------ Data for this task

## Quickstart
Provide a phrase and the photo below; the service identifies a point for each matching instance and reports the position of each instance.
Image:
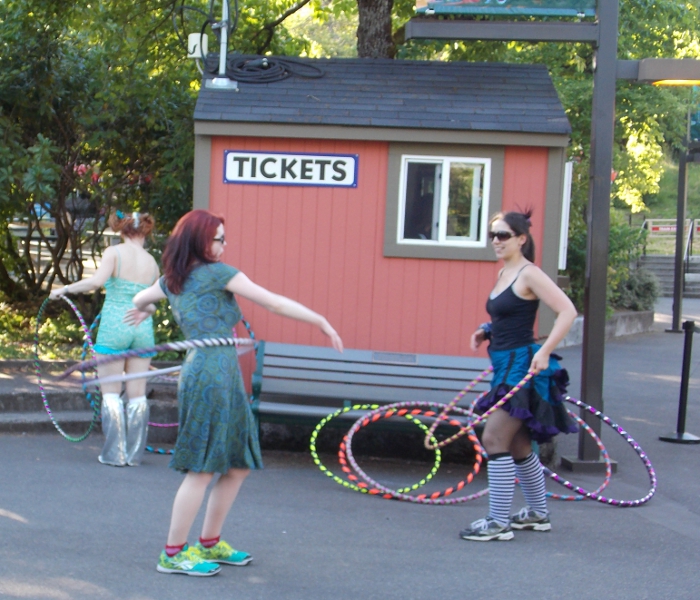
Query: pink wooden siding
(324, 248)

------------

- [Written problem] Copy the records above word for word, leaving out the pictures.

- [Problem solution]
## Quickstart
Provide a phrase and the photo below; the service identifies a point for each matching instance and reports the position of each instance.
Image:
Query: pink wooden siding
(324, 248)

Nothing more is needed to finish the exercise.